:: Problem statement ::
Revise the items from the start through the line containing "(1018, 364)", replacing "drop a point" with "place a marker" and leaving everything else unchanged. Return only those lines.
-- begin Dataset excerpts --
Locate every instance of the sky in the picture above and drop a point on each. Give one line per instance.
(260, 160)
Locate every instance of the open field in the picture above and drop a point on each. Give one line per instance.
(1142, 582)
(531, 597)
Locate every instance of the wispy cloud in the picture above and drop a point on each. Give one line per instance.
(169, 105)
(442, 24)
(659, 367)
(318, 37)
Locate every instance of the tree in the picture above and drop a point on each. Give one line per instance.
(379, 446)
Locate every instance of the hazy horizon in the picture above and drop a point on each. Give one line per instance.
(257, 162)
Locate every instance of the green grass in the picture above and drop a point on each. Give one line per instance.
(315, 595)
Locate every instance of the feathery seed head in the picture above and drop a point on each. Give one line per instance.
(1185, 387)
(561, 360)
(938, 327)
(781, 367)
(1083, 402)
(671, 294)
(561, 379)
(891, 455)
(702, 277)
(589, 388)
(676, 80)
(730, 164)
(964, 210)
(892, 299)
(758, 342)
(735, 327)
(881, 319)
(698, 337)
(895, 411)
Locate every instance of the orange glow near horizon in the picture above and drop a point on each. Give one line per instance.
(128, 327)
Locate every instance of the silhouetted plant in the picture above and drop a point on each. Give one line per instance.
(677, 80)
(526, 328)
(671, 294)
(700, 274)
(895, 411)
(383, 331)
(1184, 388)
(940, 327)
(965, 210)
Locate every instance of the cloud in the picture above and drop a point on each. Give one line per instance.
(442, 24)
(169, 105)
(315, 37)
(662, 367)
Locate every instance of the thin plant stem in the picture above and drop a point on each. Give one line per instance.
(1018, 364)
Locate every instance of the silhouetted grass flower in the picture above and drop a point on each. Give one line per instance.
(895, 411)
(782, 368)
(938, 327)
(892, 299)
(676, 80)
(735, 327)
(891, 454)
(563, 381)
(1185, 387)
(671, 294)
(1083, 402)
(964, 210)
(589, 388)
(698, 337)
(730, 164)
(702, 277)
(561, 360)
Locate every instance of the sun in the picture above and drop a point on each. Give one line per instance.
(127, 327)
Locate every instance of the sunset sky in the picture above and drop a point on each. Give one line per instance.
-- end Dataset excerpts --
:: Full response ::
Locate every instance of the sky in the picture above and place a marker on each. Give one line per instance.
(260, 160)
Locate every instance of the open field in the picture above and place a marker on each. Give one line per instance.
(1142, 582)
(531, 597)
Locate every instance of the wispy cloud in the picture above and place a marker on each. Give one line per instance.
(169, 105)
(442, 24)
(659, 367)
(318, 37)
Locate every instance of the tree in the picture above and place a marker on each. Give one line per instance.
(379, 446)
Locate every instance of the hazy horizon in the picture above and place a marker on each. Give one line per instance.
(257, 162)
Locate every instance of the green grass in the picture above and place a marker on each. Give one line per instance.
(315, 595)
Locate every instance of the feathery seed head in the picture above and place a marker on each. Give one line per instance.
(1185, 387)
(561, 360)
(938, 327)
(781, 367)
(1083, 402)
(671, 294)
(561, 379)
(891, 455)
(702, 277)
(589, 388)
(676, 80)
(730, 164)
(964, 210)
(892, 299)
(758, 342)
(735, 327)
(881, 319)
(698, 337)
(895, 411)
Locate every instance of the orange glow near horizon in the picture above and place a marker on each. Give one line per instance.
(128, 327)
Locate every instance of the silhouetted plant in the picture above and place a marker on each. Give one line per instance.
(677, 80)
(526, 328)
(671, 294)
(700, 274)
(895, 411)
(383, 331)
(1184, 388)
(940, 327)
(965, 210)
Locate every instance of the cloud in the picture above and place a marker on each. Give one line per instance.
(442, 24)
(169, 105)
(315, 37)
(662, 367)
Locate every instance of the thin plant stem in the picture above and place a marker on each. Give one line per instance.
(1018, 364)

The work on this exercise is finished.